- [Goal of the exercise] Please copy out the material below, replacing "drop a point" with "place a mark" wherever it occurs and leaving everything else unchanged.

┌─ Data supplied

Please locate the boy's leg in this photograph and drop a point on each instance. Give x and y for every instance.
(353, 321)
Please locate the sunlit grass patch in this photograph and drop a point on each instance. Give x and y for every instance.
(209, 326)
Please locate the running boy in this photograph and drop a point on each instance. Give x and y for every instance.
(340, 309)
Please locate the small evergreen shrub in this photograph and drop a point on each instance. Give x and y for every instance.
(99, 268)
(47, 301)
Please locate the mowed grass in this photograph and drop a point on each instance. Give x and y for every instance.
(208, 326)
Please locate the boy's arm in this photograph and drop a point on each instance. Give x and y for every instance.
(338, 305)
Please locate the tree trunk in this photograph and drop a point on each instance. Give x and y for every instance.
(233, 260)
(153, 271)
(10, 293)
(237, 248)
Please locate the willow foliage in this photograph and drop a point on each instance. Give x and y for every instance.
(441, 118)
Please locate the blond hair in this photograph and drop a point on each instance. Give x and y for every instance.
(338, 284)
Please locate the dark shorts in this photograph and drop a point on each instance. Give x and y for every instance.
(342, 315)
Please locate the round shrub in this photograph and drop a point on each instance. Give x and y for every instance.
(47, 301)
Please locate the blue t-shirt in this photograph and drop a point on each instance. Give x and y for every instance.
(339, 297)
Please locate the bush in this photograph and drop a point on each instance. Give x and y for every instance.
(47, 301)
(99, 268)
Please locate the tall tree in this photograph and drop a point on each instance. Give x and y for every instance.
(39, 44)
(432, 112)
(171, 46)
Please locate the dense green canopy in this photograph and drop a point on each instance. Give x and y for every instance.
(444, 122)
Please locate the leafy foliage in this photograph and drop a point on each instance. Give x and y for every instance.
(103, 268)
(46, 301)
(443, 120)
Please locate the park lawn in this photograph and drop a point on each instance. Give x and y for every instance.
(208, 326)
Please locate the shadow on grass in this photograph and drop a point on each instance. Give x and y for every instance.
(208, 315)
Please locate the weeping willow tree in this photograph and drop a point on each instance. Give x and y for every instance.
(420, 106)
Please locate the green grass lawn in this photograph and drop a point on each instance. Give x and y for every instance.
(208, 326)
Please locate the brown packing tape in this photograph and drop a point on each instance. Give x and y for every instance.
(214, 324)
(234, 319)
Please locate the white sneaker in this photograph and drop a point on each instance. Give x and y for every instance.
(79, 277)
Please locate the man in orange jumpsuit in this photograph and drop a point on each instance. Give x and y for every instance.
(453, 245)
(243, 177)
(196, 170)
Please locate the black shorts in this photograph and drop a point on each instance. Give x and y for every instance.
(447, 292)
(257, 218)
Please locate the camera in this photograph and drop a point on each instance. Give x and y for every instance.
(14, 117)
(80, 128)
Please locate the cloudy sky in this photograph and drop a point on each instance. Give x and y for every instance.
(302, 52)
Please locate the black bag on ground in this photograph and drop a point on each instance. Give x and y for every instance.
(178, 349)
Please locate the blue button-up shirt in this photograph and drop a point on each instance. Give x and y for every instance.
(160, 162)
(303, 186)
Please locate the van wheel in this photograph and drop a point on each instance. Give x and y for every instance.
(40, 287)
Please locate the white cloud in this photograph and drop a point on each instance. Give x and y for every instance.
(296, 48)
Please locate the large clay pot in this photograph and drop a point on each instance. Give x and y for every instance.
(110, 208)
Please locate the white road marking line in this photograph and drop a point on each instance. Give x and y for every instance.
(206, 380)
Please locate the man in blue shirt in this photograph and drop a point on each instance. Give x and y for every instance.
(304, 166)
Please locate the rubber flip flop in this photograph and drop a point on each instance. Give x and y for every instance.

└─

- [Task response]
Please locate the boy's leg in this photograph and place a mark on each instance. Give x and y for every instance.
(353, 321)
Please locate the sunlit grass patch in this photograph and place a mark on each instance. Give x and y for every instance.
(209, 326)
Please locate the running boy in this photograph and place a mark on each instance. Give x and y for every instance.
(340, 309)
Please locate the small evergreen shrub in this photograph and place a mark on each instance. Give x and y for every instance.
(99, 268)
(47, 301)
Please locate the mowed grass in this photograph and place a mark on each instance. Give x and y for every instance.
(208, 326)
Please locate the boy's arm in this photograph and place a mark on each instance. Give x and y for every instance.
(338, 305)
Please locate the tree trunk in this photograph and place a mark on each instance. Give x and y for every instance.
(233, 260)
(153, 271)
(10, 293)
(237, 248)
Please locate the willow foliage in this photograph and place a mark on each instance. Give x and y for every instance.
(441, 118)
Please locate the blond hair in this photograph and place a mark on each instance. Give x and y for every instance.
(338, 284)
Please locate the dark shorts in this photograph and place a mark on each instance. Give x and y for every instance.
(342, 315)
Please locate the round shrub in this photograph and place a mark on each instance. Give x and y for every instance.
(47, 301)
Please locate the blue t-shirt in this photograph and place a mark on each instance. Give x and y for every instance.
(339, 297)
Please locate the bush in this photograph and place a mark on each instance. Give x and y for every instance.
(47, 301)
(99, 268)
Please locate the tall tree in this photograph and place a mark on each instance. Give x and y for every instance.
(39, 44)
(432, 112)
(171, 46)
Please locate the dense green canopy in this photograph and place a mark on each instance. Give x and y for every instance.
(444, 122)
Please locate the leafy foliage in this photograph and place a mark on each instance. Give x and y for every instance.
(103, 268)
(46, 301)
(443, 120)
Please locate the park lawn in this photograph and place a mark on each instance. Give x and y for every instance.
(208, 326)
Please locate the shadow on grass in this photograph and place a mark on each instance. Give x and y for every instance.
(208, 315)
Please locate the weeping willow tree in this photograph and place a mark on each instance. Give x and y for every instance.
(420, 106)
Please locate the green grass lawn in this photograph and place a mark on each instance. Give x and y for every instance.
(208, 326)
Please locate the brown packing tape in this photograph and place a mark on each instance. Give x and y for every instance.
(214, 324)
(234, 319)
Please locate the white sneaker in this photograph and place a mark on each instance. Give x and y for every instance.
(79, 277)
Please locate the man in orange jumpsuit in this photograph and place a mark on each instance. Give x and y for every instance.
(453, 245)
(243, 177)
(196, 170)
Please locate the black shorts in this photograph and place a mark on each instance. Give x and y for every instance.
(447, 292)
(257, 218)
Please locate the camera in this photograph and place a mark on each instance. Give x and y for every instance.
(14, 117)
(80, 128)
Please locate the cloudy sky in this photograph and place a mark on each instance. Give x and y for every instance.
(302, 52)
Please locate the black bag on ground in this photograph and place a mark on each instance. Give x and y for every instance.
(178, 349)
Please locate the blue button-up shirt in this photograph and place a mark on each instance. Give x and y for every instance.
(160, 162)
(303, 186)
Please locate the van wheel in this photograph and place a mark on each instance. Give x and y for every instance.
(40, 287)
Please locate the white cloud in this photograph and place a mark on each instance. Give x and y for every instance.
(296, 48)
Please locate the large clay pot in this photograph and place a mark on each instance. Give x and y for every instance.
(110, 208)
Please locate the white road marking line in this photograph and place a mark on each instance. Give x and y for every instance.
(206, 380)
Please locate the man in blue shirt in this photograph and place a mark on each instance. Give x and y for every instance.
(304, 166)
Please locate the rubber flip flop in this photograph and place a mark on each instance. Give x and y for every instance.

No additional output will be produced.